(Data)

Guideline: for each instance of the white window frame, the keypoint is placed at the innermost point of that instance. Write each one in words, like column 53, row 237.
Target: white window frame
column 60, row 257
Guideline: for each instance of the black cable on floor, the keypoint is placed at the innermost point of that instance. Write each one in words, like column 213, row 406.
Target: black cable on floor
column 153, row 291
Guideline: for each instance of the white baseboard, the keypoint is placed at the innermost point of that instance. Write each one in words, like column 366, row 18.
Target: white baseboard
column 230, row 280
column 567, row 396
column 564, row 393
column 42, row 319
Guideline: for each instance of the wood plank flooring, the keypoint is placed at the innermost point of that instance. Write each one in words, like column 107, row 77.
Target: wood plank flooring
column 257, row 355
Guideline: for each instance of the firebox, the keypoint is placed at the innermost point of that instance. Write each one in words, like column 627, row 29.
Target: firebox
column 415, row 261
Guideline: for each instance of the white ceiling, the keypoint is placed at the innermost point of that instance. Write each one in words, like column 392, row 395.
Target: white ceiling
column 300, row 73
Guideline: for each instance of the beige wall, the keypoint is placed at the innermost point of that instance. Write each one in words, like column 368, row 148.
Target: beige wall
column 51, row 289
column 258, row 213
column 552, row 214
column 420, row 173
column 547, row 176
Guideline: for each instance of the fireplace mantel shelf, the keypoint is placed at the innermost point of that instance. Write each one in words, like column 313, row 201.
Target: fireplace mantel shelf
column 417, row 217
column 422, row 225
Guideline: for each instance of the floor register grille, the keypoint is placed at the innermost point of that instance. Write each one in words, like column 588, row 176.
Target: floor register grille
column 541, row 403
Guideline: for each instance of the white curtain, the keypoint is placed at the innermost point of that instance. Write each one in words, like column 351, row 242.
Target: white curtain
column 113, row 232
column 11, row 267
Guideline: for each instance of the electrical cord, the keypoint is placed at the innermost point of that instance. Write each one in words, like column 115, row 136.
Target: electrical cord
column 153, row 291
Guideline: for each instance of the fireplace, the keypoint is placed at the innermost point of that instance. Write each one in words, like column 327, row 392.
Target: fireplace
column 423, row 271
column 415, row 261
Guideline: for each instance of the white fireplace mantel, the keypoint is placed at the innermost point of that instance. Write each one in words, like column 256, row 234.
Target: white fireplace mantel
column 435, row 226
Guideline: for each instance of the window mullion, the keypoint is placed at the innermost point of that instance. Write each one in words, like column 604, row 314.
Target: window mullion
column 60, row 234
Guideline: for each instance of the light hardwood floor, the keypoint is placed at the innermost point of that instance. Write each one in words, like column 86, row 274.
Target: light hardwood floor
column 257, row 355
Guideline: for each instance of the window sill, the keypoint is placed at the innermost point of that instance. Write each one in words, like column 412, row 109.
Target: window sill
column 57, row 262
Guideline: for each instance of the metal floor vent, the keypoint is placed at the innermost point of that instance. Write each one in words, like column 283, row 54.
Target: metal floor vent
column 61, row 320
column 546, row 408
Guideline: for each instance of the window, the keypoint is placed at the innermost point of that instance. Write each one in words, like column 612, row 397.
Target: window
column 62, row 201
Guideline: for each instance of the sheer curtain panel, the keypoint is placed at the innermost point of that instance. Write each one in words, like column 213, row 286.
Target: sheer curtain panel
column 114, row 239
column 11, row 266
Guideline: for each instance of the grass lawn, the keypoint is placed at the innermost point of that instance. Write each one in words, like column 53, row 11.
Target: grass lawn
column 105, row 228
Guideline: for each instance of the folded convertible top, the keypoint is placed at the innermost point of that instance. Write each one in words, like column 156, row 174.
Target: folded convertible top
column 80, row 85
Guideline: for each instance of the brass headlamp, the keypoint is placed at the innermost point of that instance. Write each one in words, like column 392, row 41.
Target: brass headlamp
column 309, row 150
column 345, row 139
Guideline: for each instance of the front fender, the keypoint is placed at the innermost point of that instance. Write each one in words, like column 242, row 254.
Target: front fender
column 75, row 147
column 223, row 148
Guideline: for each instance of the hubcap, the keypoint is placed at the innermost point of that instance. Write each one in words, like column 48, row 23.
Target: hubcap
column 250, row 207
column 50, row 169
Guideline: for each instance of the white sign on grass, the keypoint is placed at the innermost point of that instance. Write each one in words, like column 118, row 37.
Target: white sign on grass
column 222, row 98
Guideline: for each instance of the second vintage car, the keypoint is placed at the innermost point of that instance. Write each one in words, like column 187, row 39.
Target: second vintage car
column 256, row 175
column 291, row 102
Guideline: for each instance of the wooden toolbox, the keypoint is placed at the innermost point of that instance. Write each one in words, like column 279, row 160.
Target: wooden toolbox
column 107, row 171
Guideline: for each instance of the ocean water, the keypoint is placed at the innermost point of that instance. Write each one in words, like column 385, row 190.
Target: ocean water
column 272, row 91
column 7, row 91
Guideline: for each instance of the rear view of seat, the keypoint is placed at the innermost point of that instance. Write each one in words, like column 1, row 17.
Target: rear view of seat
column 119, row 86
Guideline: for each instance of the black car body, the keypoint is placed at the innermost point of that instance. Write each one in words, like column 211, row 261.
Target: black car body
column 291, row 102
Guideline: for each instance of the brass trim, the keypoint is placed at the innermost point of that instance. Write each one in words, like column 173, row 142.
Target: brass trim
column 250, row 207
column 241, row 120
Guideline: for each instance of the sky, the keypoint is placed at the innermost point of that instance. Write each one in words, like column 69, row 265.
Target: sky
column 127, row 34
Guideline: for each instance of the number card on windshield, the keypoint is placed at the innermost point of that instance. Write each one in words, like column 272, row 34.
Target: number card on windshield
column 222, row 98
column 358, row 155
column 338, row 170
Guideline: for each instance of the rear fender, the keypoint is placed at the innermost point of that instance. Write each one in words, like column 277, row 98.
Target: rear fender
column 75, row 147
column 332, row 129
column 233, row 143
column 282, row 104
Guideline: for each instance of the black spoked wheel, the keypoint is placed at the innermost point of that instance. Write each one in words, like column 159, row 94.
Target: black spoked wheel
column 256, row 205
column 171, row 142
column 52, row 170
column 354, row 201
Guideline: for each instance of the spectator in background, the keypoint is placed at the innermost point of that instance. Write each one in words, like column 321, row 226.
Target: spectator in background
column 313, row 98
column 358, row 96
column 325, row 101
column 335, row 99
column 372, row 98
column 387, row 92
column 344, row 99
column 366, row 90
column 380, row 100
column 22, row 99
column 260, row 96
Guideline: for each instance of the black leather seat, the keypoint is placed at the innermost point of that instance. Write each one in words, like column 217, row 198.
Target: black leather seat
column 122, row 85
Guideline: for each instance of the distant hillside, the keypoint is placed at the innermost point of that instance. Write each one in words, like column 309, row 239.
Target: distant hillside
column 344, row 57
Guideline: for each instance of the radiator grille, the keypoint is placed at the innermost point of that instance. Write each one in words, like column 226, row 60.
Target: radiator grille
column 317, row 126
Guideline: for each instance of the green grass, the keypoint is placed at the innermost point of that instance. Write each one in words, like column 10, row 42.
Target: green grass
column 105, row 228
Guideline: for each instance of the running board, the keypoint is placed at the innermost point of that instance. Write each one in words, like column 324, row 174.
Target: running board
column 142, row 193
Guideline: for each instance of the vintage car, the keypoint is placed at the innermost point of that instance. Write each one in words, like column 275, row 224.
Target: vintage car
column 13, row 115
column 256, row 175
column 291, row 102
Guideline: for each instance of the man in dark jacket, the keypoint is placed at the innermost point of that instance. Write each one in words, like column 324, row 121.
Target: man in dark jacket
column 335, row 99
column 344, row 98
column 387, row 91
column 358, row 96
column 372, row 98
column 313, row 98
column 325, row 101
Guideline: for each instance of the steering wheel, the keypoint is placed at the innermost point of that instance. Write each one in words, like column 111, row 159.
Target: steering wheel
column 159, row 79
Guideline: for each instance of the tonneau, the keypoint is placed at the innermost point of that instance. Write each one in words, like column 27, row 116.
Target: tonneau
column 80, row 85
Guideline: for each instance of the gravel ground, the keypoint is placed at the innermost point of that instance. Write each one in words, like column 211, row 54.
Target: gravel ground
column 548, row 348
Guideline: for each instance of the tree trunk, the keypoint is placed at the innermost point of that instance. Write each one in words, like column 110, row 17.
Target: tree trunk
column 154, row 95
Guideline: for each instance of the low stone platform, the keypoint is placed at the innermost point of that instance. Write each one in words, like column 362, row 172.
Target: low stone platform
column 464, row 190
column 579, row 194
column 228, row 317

(End Data)
(Data)

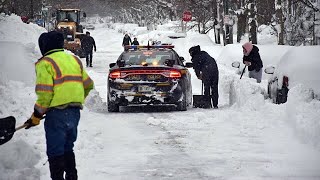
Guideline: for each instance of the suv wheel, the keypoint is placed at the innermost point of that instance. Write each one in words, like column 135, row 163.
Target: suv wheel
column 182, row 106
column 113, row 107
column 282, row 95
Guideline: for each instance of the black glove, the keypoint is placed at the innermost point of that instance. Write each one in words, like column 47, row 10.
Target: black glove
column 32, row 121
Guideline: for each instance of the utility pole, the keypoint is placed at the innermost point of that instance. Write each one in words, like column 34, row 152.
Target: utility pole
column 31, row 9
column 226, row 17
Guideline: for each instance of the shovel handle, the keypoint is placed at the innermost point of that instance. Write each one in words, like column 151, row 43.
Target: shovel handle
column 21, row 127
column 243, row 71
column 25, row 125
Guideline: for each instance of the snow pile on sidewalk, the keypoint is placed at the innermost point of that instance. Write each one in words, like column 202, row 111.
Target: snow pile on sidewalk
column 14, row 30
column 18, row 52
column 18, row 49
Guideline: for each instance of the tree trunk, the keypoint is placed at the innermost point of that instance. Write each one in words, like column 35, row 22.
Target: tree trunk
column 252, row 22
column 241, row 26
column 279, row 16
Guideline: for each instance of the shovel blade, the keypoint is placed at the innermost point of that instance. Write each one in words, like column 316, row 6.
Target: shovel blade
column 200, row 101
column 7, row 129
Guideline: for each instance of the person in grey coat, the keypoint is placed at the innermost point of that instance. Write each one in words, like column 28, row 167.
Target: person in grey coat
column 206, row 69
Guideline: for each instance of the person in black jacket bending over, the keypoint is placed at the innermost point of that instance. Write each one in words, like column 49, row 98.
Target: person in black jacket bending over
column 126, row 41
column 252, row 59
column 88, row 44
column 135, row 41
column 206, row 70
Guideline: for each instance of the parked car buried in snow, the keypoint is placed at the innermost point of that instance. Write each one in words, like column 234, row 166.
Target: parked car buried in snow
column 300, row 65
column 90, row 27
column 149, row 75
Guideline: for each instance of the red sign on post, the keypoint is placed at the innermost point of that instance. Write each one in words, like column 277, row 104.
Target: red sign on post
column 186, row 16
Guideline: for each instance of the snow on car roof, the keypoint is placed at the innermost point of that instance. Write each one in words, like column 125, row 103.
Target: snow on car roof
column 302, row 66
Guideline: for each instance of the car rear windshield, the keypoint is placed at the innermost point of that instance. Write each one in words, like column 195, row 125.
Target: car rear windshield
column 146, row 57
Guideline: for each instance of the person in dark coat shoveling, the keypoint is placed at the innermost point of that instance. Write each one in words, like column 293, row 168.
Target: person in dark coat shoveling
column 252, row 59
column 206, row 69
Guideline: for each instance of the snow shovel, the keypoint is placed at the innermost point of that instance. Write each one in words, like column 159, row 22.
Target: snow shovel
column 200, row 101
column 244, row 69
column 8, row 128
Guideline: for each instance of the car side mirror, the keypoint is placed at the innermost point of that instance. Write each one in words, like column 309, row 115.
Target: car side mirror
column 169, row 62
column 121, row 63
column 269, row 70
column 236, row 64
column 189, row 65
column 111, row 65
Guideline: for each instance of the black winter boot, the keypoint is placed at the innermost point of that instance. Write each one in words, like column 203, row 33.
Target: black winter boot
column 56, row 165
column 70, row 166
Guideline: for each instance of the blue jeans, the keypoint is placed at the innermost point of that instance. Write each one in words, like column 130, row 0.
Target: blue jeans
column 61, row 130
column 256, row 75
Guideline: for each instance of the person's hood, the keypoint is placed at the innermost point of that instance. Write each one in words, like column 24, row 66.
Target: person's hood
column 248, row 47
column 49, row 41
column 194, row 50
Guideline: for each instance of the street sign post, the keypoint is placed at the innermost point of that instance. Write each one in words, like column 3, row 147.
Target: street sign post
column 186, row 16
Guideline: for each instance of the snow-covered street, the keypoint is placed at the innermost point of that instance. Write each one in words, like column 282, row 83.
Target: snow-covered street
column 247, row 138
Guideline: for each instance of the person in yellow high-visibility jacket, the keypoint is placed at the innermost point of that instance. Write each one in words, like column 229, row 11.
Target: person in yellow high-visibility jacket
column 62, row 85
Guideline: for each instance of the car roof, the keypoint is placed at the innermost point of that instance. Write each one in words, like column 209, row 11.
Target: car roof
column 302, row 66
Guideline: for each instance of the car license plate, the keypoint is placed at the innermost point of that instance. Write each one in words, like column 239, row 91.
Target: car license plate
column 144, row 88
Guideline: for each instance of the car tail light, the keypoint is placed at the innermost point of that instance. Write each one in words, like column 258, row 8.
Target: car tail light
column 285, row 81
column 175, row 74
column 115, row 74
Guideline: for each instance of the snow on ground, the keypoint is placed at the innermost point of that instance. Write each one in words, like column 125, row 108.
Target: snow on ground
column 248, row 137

(End Data)

Directions for this task →
From the entries above, restate word for word the lines from the line containing "Guideline: for each instance of the white window" to the line containing "Guideline: for each instance of the black cable", both ends included, and nothing more.

Task result →
Guideline: for each instance of the white window frame, the keypoint is placed at the innermost point of that instance. Write each one in words, like column 53, row 237.
Target: white window frame
column 60, row 257
Guideline: for each instance of the black cable on floor, the keypoint is placed at the innermost point of that instance. Write each one in words, like column 213, row 406.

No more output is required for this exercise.